Exercise objective - Rewrite everything from the line containing "Query: tree line" down to the line containing "(1128, 246)", both ends included and the requests kept as they are. Scale every point coordinate by 1.95 and round to the nearest whole number, with halves rounding up.

Begin Dataset records

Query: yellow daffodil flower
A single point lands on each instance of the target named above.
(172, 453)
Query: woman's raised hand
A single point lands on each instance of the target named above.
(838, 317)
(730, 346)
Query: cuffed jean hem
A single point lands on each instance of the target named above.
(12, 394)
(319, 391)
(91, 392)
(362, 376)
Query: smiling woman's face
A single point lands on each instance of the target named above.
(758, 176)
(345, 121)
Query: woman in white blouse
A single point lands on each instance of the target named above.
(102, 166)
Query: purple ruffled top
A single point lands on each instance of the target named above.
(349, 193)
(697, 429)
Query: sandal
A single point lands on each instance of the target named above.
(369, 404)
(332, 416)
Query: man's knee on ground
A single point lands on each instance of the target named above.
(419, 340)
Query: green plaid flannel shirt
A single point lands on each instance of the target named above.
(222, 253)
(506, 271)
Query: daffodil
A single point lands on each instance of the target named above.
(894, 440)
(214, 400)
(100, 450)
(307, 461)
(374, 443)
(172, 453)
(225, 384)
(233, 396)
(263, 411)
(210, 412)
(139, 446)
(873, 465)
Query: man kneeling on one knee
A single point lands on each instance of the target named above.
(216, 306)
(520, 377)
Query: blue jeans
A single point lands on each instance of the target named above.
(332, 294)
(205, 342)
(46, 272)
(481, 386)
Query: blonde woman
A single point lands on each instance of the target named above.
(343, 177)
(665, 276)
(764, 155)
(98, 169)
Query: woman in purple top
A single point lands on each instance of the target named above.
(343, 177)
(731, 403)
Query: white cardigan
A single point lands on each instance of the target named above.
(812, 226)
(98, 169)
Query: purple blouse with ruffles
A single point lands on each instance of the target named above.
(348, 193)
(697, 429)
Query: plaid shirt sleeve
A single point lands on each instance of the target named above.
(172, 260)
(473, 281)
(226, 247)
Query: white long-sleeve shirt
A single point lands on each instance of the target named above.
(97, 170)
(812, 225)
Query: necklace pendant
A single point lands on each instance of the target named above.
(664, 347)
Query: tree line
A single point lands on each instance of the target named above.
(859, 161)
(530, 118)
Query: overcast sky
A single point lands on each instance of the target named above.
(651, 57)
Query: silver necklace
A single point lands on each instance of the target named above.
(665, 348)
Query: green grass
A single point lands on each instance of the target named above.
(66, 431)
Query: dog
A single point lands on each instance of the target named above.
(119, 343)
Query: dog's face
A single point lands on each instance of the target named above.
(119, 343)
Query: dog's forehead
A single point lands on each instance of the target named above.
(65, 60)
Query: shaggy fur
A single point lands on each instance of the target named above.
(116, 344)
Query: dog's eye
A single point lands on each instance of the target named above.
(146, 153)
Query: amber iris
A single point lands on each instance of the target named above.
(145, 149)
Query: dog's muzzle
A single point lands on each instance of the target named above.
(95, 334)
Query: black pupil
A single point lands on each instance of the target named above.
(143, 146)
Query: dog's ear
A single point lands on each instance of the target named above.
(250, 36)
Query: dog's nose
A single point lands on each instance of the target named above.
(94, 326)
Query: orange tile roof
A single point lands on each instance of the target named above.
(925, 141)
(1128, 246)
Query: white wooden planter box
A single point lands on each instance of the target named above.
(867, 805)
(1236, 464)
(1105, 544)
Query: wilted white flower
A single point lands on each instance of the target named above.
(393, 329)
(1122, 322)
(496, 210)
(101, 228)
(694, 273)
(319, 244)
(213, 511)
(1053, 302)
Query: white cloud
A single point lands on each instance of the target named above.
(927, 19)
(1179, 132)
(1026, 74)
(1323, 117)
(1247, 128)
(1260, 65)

End Dataset records

Solution to this task -
Query: tree line
A single point lands on each instance of the target named above.
(1675, 314)
(1034, 230)
Query: overcast sky
A single point lands on each instance of the target named above.
(1269, 111)
Query: silver necklace
A single point lands on each instance of the target named above.
(1297, 679)
Query: green grass
A single point lands on each instance of the target named above.
(129, 840)
Query: dog
A single point lands on each instance of the target named above.
(232, 669)
Query: dog's face
A single point lands on each instance of the target named above.
(232, 669)
Query: dog's forehead
A single point lands on each instance of the target named above.
(127, 117)
Query: shaggy fur
A single point lands on each instance of the target named above.
(226, 671)
Query: dog's eye
A single point lands on each instance of the target named above.
(285, 298)
Query: amber iris
A single point lands on each instance of the target named above.
(283, 291)
Query: dog's muzzle
A single point lands on each instance of the target named above.
(185, 651)
Query: black pupil
A single point lands on each instance of the target named above.
(279, 285)
Query: dog's ear
A single point lands on each instance of the target named above.
(488, 70)
Query: dog's nose
A single point lands on each instance of the target named above.
(183, 636)
Query: orange tile roof
A single point lands on each instance of the target named above.
(1804, 275)
(2200, 480)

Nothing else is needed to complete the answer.